▶ _Your task_: Copy each line containing the word "painted" from the records that follow, please.

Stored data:
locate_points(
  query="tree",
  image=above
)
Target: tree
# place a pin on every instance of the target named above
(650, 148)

==

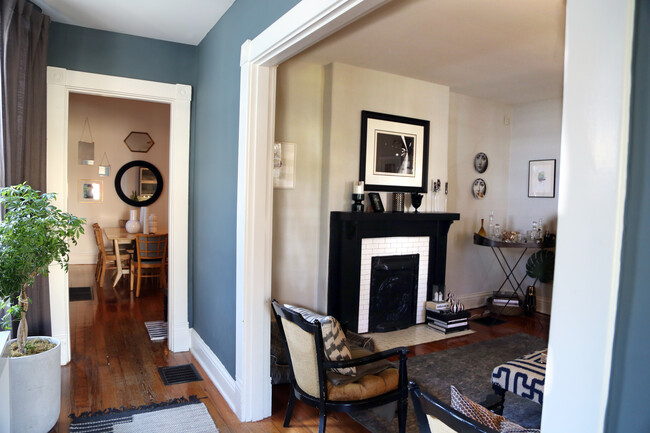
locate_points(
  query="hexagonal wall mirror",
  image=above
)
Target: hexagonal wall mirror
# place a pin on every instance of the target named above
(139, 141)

* * *

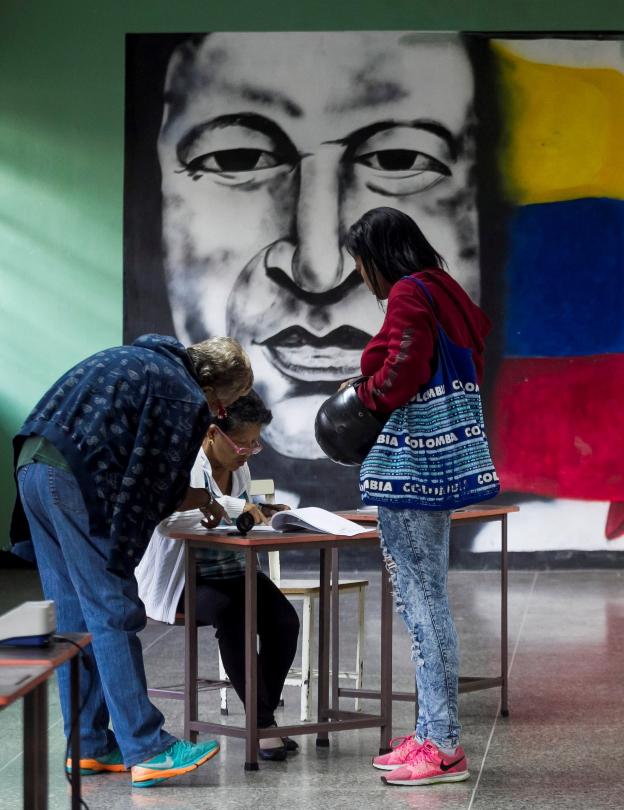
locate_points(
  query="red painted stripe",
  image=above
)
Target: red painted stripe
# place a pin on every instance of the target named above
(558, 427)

▶ _Written solution_:
  query="red painted stripe",
Target: red painted stripe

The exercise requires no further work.